* **Document passage**
▶

Luowei Zhou

Azure CV Research


I am currently a Senior Researcher at Microsoft. I received my Ph.D. degree from University of Michigan in 2020, under the supervision of Dr. Jason J. Corso. I received my bachelor's degree from Nanjing University in 2015.

My research focuses on the intersection of computer vision and natural language processing (or vision+language), such as visual captioning, grounding, and question answering. My work intensively relies on deep learning and machine learning algorithms. My most recent efforts are on automatic video understanding, featured projects include vision-language pre-training (VLP), YouCook2, grounded video description, and densecap. Previously, I worked on Multi-Agent RL at Nanjing University. I have spent summer interns at Facebook AI Research, MSR, and Salesforce Research.

◀

* **Given information**

▶

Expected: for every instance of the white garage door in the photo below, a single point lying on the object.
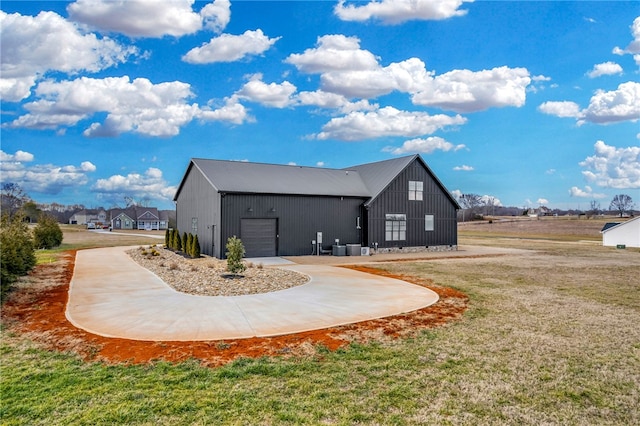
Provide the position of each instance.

◀

* **Task set**
[1] Reproduce verbatim the passage of the researcher profile from "My research focuses" up to and including "and Salesforce Research.".
[2] For each statement below, state yes or no according to the researcher profile, and quote the words of the researcher profile that decide it. (a) The researcher obtained a bachelor's degree from the University of Michigan. (b) The researcher worked on Multi-Agent RL at Nanjing University. (c) The researcher's summer internships included one at Google.

* **Solutions to each task**
[1]
My research focuses on the intersection of computer vision and natural language processing (or vision+language), such as visual captioning, grounding, and question answering. My work intensively relies on deep learning and machine learning algorithms. My most recent efforts are on automatic video understanding, featured projects include vision-language pre-training (VLP), YouCook2, grounded video description, and densecap. Previously, I worked on Multi-Agent RL at Nanjing University. I have spent summer interns at Facebook AI Research, MSR, and Salesforce Research.

[2]
(a) No: "I received my bachelor's degree from Nanjing University in 2015."
(b) Yes: "Previously, I worked on Multi-Agent RL at Nanjing University."
(c) No: "I have spent summer interns at Facebook AI Research, MSR, and Salesforce Research."